■ THE PROBLEM
This task requires every entry to be set down again exactly.

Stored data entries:
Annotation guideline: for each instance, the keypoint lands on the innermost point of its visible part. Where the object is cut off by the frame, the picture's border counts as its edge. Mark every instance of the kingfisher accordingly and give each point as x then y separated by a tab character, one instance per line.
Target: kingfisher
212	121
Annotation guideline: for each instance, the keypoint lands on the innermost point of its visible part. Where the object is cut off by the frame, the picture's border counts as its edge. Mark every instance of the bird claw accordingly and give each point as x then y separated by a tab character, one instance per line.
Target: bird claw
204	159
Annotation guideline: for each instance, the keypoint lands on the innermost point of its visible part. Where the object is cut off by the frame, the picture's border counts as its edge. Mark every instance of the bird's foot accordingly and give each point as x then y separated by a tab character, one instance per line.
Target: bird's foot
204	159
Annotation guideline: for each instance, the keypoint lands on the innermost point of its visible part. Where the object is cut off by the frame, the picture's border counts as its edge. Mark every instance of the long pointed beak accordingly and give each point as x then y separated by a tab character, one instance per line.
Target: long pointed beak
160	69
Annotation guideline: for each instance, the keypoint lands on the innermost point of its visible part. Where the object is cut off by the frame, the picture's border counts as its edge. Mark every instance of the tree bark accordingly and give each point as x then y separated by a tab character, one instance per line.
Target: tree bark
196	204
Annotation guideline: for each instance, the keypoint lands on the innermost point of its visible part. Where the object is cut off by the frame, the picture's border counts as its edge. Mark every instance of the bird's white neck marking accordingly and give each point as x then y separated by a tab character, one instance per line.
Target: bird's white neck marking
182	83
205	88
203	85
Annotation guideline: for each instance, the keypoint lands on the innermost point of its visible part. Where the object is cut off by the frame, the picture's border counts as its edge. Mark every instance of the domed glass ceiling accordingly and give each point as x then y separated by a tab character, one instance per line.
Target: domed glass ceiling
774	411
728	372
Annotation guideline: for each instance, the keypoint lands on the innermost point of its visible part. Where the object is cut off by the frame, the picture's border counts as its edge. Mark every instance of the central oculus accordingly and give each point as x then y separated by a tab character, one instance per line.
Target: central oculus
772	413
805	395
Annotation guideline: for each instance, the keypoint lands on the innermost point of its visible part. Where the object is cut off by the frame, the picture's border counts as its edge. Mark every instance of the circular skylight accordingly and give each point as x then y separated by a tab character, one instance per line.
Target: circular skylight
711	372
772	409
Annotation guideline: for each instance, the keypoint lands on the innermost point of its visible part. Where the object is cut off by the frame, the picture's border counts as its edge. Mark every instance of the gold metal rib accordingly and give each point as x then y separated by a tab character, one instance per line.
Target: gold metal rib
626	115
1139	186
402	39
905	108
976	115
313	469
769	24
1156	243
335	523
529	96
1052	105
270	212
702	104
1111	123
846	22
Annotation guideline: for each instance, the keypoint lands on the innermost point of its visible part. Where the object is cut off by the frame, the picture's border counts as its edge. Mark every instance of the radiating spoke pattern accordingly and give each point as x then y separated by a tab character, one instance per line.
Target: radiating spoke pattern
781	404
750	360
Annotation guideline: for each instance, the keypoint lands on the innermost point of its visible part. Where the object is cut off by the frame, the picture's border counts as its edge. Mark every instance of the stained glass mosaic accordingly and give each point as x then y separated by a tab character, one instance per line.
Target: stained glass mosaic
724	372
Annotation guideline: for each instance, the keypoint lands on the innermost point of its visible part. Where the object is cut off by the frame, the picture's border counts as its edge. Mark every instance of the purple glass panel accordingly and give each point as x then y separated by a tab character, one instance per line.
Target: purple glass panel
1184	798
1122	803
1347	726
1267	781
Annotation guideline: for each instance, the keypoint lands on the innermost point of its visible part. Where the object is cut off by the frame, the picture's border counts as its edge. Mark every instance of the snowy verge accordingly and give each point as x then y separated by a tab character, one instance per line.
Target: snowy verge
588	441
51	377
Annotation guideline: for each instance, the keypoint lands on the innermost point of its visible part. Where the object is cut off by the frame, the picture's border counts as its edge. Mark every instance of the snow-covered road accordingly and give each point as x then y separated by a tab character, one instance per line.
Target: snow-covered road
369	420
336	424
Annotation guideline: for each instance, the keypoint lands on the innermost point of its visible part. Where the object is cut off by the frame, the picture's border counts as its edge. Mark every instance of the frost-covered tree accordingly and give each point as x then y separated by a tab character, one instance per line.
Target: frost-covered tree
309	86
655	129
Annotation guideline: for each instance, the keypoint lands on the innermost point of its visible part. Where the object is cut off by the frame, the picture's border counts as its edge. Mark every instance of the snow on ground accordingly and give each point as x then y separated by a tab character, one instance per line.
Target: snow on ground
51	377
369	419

■ REPLY TO THE TASK
Annotation guideline: for each instance, the keypoint lands on the innermost point of its visible part. Where the object is cut off by the frame, the picture's border counts as its edge. Mark every instance of the kingfisher accordingly and give each point as x then y separated by a tab character, one instance per line.
Target: kingfisher
212	121
Annotation guideline: for each instance, the keypoint lands on the innermost point of its visible part. Where the object is cut off by the frame, the picture's border counts as its edge. Mark every instance of the bird claw accordingly and give each point as x then y separated by a tab character, one instance per line.
Target: bird claw
204	159
Annotation guideline: for each instance, the keypoint lands on the innermost point of its visible part. Where the object is cut off by the frame, the picture's border counts as its edge. Mark every instance of the bird's foot accordingly and give each point as x then y separated by a tab character, one instance per line.
Target: bird's foot
204	159
Annotation guideline: for each instance, the keypoint lands on the innermost point of its visible part. Where the object is cut off by the frame, the picture's border counts as its edge. Mark every instance of the long pointed beak accordingly and give each point as x then y separated by a tab character, one instance per line.
Target: long pointed beak
160	69
Annotation guideline: for each instance, the keypoint lands on the innermost point of its visible part. Where the object is cut off by the frame, the picture's border counts as its edge. Mark every instance of the tree bark accordingly and give each point as x then y separated by a tab character, one instance per line.
Target: tree bark
196	204
Annotation guideline: for each instance, the keypoint lands on the innermost point of its visible part. Where the object is cut off by the frame, the picture's border counts as its edge. Mark every instance of the bird's white neck marking accordingly and give each point as x then y separated by a tab character, one instance per line.
Target: bird's white neck marking
182	83
205	88
203	85
Annotation guideline: for each instance, the keypoint lands on the innermost point of its visible part. Where the object is cut off by the frame, the picture's border counts as its edge. Mark every instance of the domed glass ceiling accordingly and give each point as x then y separated by a tab character, one instance per line.
Target: domed glass ceiling
774	411
728	372
Annotation guideline: for each instance, the keypoint lands on the innermost point of its visible part. Where the object is cut off by the frame, the picture's border counts as its edge. Mark every instance of the central oculus accordingly and give each point as x then y separated by a tab character, one instance per line.
Target: central oculus
772	413
805	395
Annotation guideline: for each instance, the keypoint lands on the innermost point of its visible part. Where the object is cut off by the frame, the picture's border counts as its edge. Mark every instance of the circular skylight accordingly and give each point as x then y separated by a tab character, one instance per line.
Target: circular skylight
711	372
772	409
Annotation guideline: for each instance, the keypoint lands on the innermost point of its visible part. Where the object is cut off by the frame, the picture's border counts as its edge. Mark every instance of the gold metal rib accordingly and give each point as x then y separated by a tab character, one instance per line.
Target: gold metal rib
626	115
1139	186
402	39
905	108
976	115
313	469
769	24
1156	243
335	523
529	96
1052	105
270	212
702	104
1111	123
846	22
Annotation guideline: for each instance, the keypoint lands on the innermost point of its visible part. Where the object is cut off by the frame, the picture's border counts as its edge. Mark every instance of the radiating spoke pattern accordingly and give each point as x then y separated by a tab character, one instance per line.
Target: radiating spoke pattern
781	404
750	360
Annotation guideline: for each instance, the keypoint lands on the innermost point of its visible part. Where the object is cut off by the frame, the picture's border counts as its edge. Mark every instance of the stained glass mosaic accordingly and give each point as x then y separated by a tab character, one instance per line.
Target: stained glass mosaic
724	372
Annotation guideline: for each instance, the keypoint lands on the innermost point of its visible part. Where the object is cut off by the frame, the picture's border counts as its edge. Mark every instance of the purple glass panel accordingly and give each point as x then y separated by a tab character, one instance per line.
Target: purple glass panel
1184	798
1122	803
1347	726
1267	781
Annotation guideline: for each instance, the keypoint lands on the innermost point of its visible part. Where the object is cut off by the frame, the picture's border counts as its edge. Mark every instance of the snowy verge accordingly and give each point as x then y separated by a tab character, one instance per line.
Target: snowy verge
588	441
51	377
Annotation guideline: for each instance, the keypoint lands on the innermost point of its visible part. Where the object is cut off by the frame, the picture's border counts as its edge. Mark every instance of the snow-covered road accordingly and give each point as x then y separated by a tab character, one instance per line.
Target: snow-covered road
369	420
336	424
Annotation guideline: for each instance, the keypoint lands on the innermost point of its visible part. Where the object is cut off by the frame, the picture's border counts as its edge. Mark every instance of the frost-covered tree accordingly and give each point as x then y separated by a tab character, one instance per line.
Target: frost-covered tree
309	86
655	129
Annotation guideline: for each instance, the keypoint lands on the innermost point of its visible part. Where the object is cut off by the frame, the picture's border counts as its edge. Mark every instance of the snow on ground accordingly and give each point as x then y separated by a tab character, one instance per line.
Target: snow on ground
51	377
369	419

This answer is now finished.